> **Aim of the exercise**
Transcribe the passage on the yellow-billed giant honeyeater verbatim, between "- Conservation status: LC" and "endemic to Fiji.", inclusive.

> **Source extract**
Scientific classification
- Kingdom: Animalia
- Phylum: Chordata
- Class: Aves
- Order: Passeriformes
- Family: Meliphagidae
- Genus: Gymnomyza
- Species: G. viridis
- Binomial name: Gymnomyza viridis (Layard, 1875)

= Yellow-billed giant honeyeater =

- Genus: Gymnomyza
- Species: viridis
- Authority: (Layard, 1875)
- Conservation status: LC

Species of bird

The yellow-billed giant honeyeater (Gymnomyza viridis), also known as yellow-billed honeyeater, yodeling giant honeyeater, the chattering giant honeyeater, is a species of bird in the family Meliphagidae.
It is endemic to Fiji.

Its natural habitats are subtropical or tropical moist lowland forest, and subtropical or tropical moist montane forest.
It is threatened by habitat loss.

> **Supplied entries**
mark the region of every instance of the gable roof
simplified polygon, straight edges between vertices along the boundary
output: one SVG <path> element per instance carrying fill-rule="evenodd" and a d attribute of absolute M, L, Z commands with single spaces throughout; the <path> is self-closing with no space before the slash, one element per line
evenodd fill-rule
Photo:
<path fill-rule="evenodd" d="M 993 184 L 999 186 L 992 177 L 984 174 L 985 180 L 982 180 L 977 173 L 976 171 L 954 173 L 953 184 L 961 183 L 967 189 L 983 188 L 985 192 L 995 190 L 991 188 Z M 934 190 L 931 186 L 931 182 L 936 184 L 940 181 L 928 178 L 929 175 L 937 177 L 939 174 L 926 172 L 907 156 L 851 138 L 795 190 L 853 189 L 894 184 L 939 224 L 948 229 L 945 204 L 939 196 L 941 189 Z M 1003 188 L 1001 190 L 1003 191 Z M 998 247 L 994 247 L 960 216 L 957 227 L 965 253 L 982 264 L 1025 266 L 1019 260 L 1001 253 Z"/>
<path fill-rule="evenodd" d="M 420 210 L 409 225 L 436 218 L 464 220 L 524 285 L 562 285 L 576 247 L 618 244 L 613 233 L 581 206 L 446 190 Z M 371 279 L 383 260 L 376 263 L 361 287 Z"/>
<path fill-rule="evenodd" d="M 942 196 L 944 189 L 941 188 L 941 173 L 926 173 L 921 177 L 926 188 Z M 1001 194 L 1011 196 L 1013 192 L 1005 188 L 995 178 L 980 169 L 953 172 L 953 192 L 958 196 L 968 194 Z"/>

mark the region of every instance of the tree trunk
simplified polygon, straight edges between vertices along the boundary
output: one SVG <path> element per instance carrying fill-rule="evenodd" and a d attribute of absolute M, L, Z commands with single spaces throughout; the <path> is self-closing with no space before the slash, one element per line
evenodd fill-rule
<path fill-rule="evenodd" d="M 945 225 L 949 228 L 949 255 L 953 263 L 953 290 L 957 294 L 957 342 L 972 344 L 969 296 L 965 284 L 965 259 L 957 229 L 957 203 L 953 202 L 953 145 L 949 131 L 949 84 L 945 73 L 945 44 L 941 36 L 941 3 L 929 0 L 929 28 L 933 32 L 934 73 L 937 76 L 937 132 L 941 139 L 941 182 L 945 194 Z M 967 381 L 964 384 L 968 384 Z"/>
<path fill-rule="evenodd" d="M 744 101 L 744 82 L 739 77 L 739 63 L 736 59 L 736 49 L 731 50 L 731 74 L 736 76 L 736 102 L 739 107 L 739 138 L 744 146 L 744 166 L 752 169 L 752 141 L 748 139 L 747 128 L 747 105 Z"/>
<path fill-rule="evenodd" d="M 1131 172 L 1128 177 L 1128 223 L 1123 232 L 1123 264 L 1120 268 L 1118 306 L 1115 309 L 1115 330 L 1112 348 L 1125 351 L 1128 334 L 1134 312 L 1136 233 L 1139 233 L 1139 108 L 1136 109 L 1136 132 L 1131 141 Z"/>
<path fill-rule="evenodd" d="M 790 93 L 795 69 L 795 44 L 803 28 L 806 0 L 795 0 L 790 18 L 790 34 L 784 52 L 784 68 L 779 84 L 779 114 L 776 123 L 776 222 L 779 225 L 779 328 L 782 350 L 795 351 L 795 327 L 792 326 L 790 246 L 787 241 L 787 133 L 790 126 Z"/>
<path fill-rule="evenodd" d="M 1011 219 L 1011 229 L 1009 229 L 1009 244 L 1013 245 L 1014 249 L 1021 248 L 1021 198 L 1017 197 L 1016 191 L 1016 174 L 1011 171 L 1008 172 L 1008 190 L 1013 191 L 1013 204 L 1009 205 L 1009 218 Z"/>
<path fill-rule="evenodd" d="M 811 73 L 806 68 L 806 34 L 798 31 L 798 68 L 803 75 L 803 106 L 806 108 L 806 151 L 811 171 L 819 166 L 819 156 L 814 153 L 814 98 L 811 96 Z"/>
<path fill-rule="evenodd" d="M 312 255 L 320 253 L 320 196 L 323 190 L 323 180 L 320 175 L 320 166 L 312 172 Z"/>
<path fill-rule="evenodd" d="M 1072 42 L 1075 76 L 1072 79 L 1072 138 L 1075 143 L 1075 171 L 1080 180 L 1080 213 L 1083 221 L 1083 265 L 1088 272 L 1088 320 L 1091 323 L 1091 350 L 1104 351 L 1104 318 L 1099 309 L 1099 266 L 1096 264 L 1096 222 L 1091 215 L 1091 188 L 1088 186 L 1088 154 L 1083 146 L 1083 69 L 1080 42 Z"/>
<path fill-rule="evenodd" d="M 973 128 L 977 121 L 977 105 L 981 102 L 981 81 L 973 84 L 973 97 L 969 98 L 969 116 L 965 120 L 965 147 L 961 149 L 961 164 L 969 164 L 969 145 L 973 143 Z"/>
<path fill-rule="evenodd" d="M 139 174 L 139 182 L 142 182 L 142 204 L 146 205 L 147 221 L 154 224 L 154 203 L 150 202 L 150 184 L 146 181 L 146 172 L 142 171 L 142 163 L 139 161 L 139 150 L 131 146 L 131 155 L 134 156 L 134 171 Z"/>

> **Solved exercise**
- Conservation status: LC

Species of bird

The yellow-billed giant honeyeater (Gymnomyza viridis), also known as yellow-billed honeyeater, yodeling giant honeyeater, the chattering giant honeyeater, is a species of bird in the family Meliphagidae.
It is endemic to Fiji.